任务要求:
(1) 根据这篇Hive练习文章的前言,本项目适合哪些人?
(2) 请从这篇Hive练习文章中原样引用一段文字:从含有“Hive小项目之sql练习50题”的地方开始,一直到“(4) 查询平均成绩小于60分的同学的学生编号和学生姓名和平均成绩:– (包括有成绩的和无成绩的)”这几个字为止。

::: 原始文档

Hive小项目之sql练习50题
- 一 前言
- 二 数据准备
- 三 创建表格与导入数据
- 四 项目分析
- (1) 查询"01"课程比"02"课程成绩高的学生的信息及课程分数
- (2) 查询"01"课程比"02"课程成绩低的学生的信息及课程分数:
- (3) 查询平均成绩大于等于60分的同学的学生编号和学生姓名和平均成绩:
- (4) 查询平均成绩小于60分的同学的学生编号和学生姓名和平均成绩:– (包括有成绩的和无成绩的)
- (5) 查询所有同学的学生编号、学生姓名、选课总数、所有课程的总成绩:
- (6) 查询"李"姓老师的数量:
- (7) 查询学过"张三"老师授课的同学的信息:
- (8) 查询没学过"张三"老师授课的同学的信息:
- (9) 查询学过编号为"01"并且也学过编号为"02"的课程的同学的信息:
- (10)查询学过编号为"01"但是没有学过编号为"02"的课程的同学的信息:
- (11)查询没有学全所有课程的同学的信息:
- (12)查询至少有一门课与学号为"01"的同学所学相同的同学的信息:
- (13)查询和"01"号的同学学习的课程完全相同的其他同学的信息:
- (14)查询没学过"张三"老师讲授的任一门课程的学生姓名:
- (15)查询两门及其以上不及格课程的同学的学号,姓名及其平均成绩:
- (16)检索"01"课程分数小于60,按分数降序排列的学生信息:
- (17)按平均成绩从高到低显示所有学生的所有课程的成绩以及平均成绩:
- (18)查询各科成绩最高分、最低分和平均分:
- (19)按各科成绩进行排序,并显示排名:
- (20)查询学生的总成绩并进行排名
- (21)查询不同老师所教不同课程平均分从高到低显示:
- (22)查询所有课程的成绩第2名到第3名的学生信息及该课程成绩:
- (23)统计各科成绩各分数段人数:课程编号,课程名称,[100-85],[85-70],[70-60],[0-60]及所占百分比
- (24)查询学生平均成绩及其名次:
- (25)查询各科成绩前三名的记录
- (26)查询每门课程被选修的学生数:
- (27)查询出只有两门课程的全部学生的学号和姓名:
- (28)查询男生、女生人数:
- (29)查询名字中含有"风"字的学生信息:
- (30)查询同名同性学生名单,并统计同名人数:
- (31)查询1990年出生的学生名单:
- (32)查询每门课程的平均成绩,结果按平均成绩降序排列,平均成绩相同时,按课程编号升序排列:
- (33)查询平均成绩大于等于85的所有学生的学号、姓名和平均成绩:
- (34)查询课程名称为"数学",且分数低于60的学生姓名和分数:
- (35)查询所有学生的课程及分数情况:
- (36)查询任何一门课程成绩在70分以上的学生姓名、课程名称和分数:
- (37)查询课程不及格的学生:
- (38)查询课程编号为01且课程成绩在80分以上的学生的学号和姓名:
- (39)求每门课程的学生人数:
- (40)查询选修"张三"老师所授课程的学生中,成绩最高的学生信息及其成绩:
- (41)查询不同课程成绩相同的同一学生的学生编号、课程编号、学生成绩:
- (42)查询每门课程成绩最好的前三名:
- (43)统计每门课程的学生选修人数(超过5人的课程才统计):
- (44)检索至少选修两门课程的学生学号:
- (45)查询选修了全部课程的学生信息:
- (46)查询各学生的年龄(周岁):
- (47)查询本周过生日的学生:
- (48)查询下周过生日的学生:
- (49)查询本月过生日的学生:
- (50)查询12月份过生日的学生:
一 前言
本项目是学习Hive过程中遇到的一个练习集锦,适合初学Hive的朋友们。如有不正确的地方或者更好的建议麻烦动动小手留下宝贵的意见,谢谢!!!
二 数据准备
有需要数据的小伙伴请留下邮箱哦
三 创建表格与导入数据
创建四张外部表即本次项目的近源表用以存放数据
1)
create external table exstudents(
sid string,
sname string,
date string,
gender string)
row format delimited
fields terminated by '\t'
lines terminated by '\n'
stored as textfile
location '/hive/exstudents';
2)

::::::
::: 给定数据

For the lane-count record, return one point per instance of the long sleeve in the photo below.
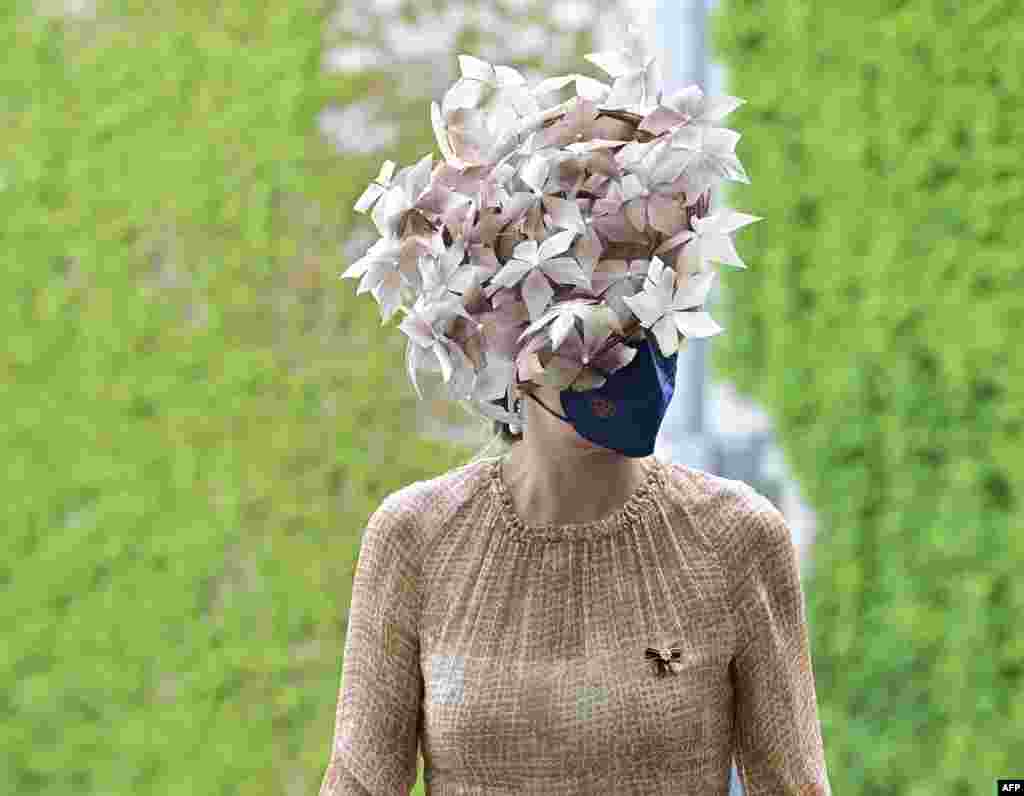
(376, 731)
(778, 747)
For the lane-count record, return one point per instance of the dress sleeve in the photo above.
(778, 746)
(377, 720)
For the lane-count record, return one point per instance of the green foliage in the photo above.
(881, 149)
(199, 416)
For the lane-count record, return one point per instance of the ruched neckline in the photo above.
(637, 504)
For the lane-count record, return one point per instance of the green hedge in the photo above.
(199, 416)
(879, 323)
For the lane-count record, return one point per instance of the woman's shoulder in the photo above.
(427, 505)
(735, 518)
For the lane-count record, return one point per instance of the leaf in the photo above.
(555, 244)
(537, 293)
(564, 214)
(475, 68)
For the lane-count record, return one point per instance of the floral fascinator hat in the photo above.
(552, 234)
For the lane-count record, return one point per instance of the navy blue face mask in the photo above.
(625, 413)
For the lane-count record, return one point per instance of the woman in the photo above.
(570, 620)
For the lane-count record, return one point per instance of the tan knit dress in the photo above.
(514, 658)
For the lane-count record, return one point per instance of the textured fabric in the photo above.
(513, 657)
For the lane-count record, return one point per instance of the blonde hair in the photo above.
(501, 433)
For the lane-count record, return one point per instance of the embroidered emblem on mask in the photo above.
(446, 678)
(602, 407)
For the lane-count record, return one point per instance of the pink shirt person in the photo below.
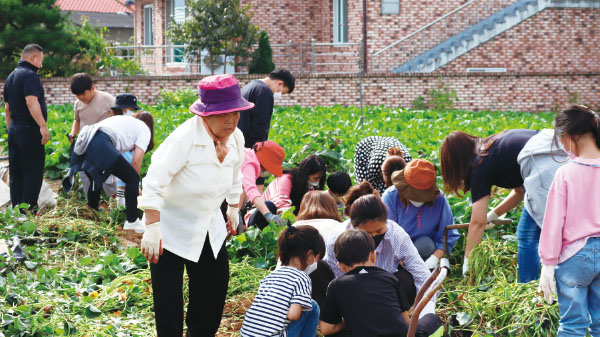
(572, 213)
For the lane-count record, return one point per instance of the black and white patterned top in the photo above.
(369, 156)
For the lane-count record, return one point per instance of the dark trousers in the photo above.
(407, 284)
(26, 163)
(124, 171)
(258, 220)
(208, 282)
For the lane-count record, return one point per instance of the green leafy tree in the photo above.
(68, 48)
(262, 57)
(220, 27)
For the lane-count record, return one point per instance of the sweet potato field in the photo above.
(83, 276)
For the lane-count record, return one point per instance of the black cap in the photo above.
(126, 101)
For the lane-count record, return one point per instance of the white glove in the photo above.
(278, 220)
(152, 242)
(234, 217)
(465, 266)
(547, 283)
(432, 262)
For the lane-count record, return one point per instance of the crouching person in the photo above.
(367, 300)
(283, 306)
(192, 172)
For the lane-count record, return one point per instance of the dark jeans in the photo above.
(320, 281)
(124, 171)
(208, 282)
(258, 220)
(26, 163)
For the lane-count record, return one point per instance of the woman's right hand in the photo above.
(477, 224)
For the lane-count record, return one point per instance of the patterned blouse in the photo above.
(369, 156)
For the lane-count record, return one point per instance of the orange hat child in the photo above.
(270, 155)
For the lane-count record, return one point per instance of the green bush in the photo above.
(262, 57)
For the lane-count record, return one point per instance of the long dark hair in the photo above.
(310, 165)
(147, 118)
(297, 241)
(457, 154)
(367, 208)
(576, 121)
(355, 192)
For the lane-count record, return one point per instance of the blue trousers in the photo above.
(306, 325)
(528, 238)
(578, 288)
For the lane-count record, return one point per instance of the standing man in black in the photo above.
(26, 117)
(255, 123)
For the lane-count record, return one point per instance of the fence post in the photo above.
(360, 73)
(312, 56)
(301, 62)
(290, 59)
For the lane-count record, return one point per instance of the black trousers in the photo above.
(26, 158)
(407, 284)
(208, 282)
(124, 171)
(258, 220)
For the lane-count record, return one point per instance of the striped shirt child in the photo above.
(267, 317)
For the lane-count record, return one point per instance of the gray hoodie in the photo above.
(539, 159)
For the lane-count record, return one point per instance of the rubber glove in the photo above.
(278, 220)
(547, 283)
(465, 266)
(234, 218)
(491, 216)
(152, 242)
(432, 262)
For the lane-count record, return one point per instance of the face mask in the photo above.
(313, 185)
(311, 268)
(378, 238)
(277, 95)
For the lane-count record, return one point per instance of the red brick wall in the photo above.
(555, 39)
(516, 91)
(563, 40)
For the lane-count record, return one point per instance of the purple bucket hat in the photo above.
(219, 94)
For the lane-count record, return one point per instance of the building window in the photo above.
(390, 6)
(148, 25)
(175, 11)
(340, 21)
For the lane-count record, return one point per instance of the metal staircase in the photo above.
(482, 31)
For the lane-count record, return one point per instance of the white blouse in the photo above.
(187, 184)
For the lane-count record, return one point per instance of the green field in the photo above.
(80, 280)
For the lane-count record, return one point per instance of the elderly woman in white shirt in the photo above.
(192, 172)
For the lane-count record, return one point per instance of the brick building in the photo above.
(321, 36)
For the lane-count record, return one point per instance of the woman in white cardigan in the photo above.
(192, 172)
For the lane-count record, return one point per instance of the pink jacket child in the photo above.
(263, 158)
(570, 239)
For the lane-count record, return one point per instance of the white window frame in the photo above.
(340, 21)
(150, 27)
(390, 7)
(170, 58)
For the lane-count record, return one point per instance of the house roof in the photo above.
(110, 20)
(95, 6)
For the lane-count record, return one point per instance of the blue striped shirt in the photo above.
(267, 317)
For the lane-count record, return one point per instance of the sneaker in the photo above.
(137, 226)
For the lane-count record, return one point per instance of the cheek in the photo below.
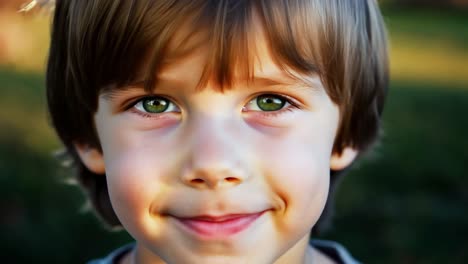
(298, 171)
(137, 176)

::::::

回答如下:
(1) 适合初学Hive的朋友们。

(2)
Hive小项目之sql练习50题
- 一 前言
- 二 数据准备
- 三 创建表格与导入数据
- 四 项目分析
- (1) 查询"01"课程比"02"课程成绩高的学生的信息及课程分数
- (2) 查询"01"课程比"02"课程成绩低的学生的信息及课程分数:
- (3) 查询平均成绩大于等于60分的同学的学生编号和学生姓名和平均成绩:
- (4) 查询平均成绩小于60分的同学的学生编号和学生姓名和平均成绩:– (包括有成绩的和无成绩的)